— SOAL —
Suntinglah petikan halaman mulai dari "Kedua, ikhlas mengerjakannya" sampai dengan "وَالسَّنَةَ الْقَابِلَةَ )", lalu tuliskan kembali bagian itu dengan mengganti "mulia" menjadi "baik".

— PETIKAN HALAMAN —
━━━━━━━━━━

Kedua, ikhlas mengerjakannya dan mengikuti sunnah Rasulullah shallallahu 'alaihi wa sallam.
Ketiga, menjauhi dosa dan maksiat, termasuk bid'ah dan pelanggaran.
Keempat, berakhlak mulia kepada sesama.
5. Keutamaan puasa pada hari 'Arafah
عَنْ أَبِي قَتَادَةَ اْلأَنْصَارِيِّ أَنَّ رَسُوْلَ اللهِ صلى الله عليه وسلم سُئِلَ عَنْ صَوْمِ يَوْمِ عَرَفَةَ ، قَالَ : ( يُكَفِّرُ السَّنَةَ الْمَاضِيَةَ وَالسَّنَةَ الْقَابِلَةَ )
Dari Abu Qatadah Al Anshaariy, bahwa Rasulullah shallallahu 'alaihi wa sallam pernah ditanya tentang puasa pada hari 'Arafah (9 Dzulhijjah), Beliau menjawab, "Dapat menghapuskan dosa di tahun yang lalu dan yang akan datang." (HR. Muslim)
Anjuran puasa 'Arafah ini bagi orang yang tidak berada di 'Arafah, karena Nabi shallallahu 'alaihi wa sallam tidak melakukannya ketika di 'Arafah. Menurut jumhur ulama bahwa dosa yang dihapuskan adalah dosa-dosa kecil, adapun dosa-dosa besar seperti zina, memakan riba, sihir dsb. maka tidak dapat dihapuskan oleh amal shalih, bahkan harus dengan taubat yang sesungguhnya atau ditegakkan had jika ada hadnya.
6. Perintah berkurban bagi yang mampu
Rasulullah shallallahu 'alaihi wa sallam bersabda:
مَنْ كَانَ لَهُ سَعَةٌ وَلَمْ يُضَحِّ فَلاَ يَقْرَبَنَّ مُصَلاَّنَا
“Barang siapa yang memiliki kemampuan, namun tidak mau berkurban, maka janganlah sekali-kali mendekati tempat shalat kami (lapangan shalat ‘Ied).” (Hadits hasan, Shahih Ibnu Majah 2532)
Berdasarkan hadits ini sebagian ulama berpendapat bahwa berkurban hukumnya wajib, namun jumhur ulama mengatakan sunnah mu'akkadah. Namun hendaknya seorang muslim tidak meninggalkannya ketika ia mampu berkurban.

━━━━━━━━━━

Entri dari kumpulan anotasi titik:

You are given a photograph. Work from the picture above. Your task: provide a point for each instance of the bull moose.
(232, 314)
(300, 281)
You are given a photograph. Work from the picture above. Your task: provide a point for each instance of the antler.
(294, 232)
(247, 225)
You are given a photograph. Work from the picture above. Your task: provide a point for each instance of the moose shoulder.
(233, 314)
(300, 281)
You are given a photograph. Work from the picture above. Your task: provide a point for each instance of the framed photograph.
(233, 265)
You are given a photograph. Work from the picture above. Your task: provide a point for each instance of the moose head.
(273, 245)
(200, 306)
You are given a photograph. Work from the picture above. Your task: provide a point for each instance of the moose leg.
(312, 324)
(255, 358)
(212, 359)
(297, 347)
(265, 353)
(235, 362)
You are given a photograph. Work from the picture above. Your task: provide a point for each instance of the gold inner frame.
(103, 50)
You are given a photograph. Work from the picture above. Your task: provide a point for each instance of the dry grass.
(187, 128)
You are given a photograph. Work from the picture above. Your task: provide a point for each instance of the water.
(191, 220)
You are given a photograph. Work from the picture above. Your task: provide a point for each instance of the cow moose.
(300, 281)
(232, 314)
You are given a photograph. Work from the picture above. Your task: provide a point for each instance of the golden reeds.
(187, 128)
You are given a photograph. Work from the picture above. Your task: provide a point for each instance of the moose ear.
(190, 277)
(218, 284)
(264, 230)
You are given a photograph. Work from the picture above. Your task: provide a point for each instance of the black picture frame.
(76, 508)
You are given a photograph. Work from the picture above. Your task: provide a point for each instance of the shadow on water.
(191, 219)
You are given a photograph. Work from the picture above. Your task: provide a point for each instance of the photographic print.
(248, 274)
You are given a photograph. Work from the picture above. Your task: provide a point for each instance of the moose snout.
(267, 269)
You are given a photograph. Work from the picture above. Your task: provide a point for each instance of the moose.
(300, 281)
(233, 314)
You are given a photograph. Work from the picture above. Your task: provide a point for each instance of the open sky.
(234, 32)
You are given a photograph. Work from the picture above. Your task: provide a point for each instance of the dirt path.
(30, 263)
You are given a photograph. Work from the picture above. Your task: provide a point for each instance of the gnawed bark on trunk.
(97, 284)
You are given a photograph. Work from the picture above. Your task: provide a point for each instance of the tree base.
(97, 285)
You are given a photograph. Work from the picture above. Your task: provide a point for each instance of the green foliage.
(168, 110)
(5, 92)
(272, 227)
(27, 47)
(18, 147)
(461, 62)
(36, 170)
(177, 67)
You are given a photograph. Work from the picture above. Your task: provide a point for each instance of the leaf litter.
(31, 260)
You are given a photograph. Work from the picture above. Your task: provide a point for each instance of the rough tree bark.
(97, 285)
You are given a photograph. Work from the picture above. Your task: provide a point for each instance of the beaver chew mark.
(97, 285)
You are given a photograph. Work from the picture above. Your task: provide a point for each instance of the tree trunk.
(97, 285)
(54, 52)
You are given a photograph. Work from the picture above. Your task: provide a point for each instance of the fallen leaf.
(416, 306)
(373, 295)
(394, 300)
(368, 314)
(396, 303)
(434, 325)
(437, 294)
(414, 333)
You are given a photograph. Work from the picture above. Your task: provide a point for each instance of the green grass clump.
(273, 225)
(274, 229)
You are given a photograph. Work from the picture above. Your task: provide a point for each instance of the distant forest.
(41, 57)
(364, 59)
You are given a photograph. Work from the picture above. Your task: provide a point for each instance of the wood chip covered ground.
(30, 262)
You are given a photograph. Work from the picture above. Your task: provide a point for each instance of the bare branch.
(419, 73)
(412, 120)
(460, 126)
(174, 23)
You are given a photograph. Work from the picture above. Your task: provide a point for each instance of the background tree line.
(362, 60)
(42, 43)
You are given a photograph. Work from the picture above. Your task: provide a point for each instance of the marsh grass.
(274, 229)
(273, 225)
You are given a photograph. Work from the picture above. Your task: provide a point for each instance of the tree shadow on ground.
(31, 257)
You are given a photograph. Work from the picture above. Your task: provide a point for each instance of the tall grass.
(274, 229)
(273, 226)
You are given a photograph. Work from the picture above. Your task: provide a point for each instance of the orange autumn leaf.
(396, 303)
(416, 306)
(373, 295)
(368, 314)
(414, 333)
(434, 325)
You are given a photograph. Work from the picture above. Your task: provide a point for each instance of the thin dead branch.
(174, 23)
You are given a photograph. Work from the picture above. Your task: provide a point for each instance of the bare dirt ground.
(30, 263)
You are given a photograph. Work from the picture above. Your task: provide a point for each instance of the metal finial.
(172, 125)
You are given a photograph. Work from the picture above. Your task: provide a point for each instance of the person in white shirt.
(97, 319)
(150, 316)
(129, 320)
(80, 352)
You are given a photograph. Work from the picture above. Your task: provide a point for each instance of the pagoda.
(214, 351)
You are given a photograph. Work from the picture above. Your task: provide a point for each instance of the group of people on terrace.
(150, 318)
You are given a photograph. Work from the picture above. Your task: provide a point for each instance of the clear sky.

━━━━━━━━━━

— JAWABAN SOAL —
Kedua, ikhlas mengerjakannya dan mengikuti sunnah Rasulullah shallallahu 'alaihi wa sallam.
Ketiga, menjauhi dosa dan maksiat, termasuk bid'ah dan pelanggaran.
Keempat, berakhlak baik kepada sesama.
5. Keutamaan puasa pada hari 'Arafah
عَنْ أَبِي قَتَادَةَ اْلأَنْصَارِيِّ أَنَّ رَسُوْلَ اللهِ صلى الله عليه وسلم سُئِلَ عَنْ صَوْمِ يَوْمِ عَرَفَةَ ، قَالَ : ( يُكَفِّرُ السَّنَةَ الْمَاضِيَةَ وَالسَّنَةَ الْقَابِلَةَ )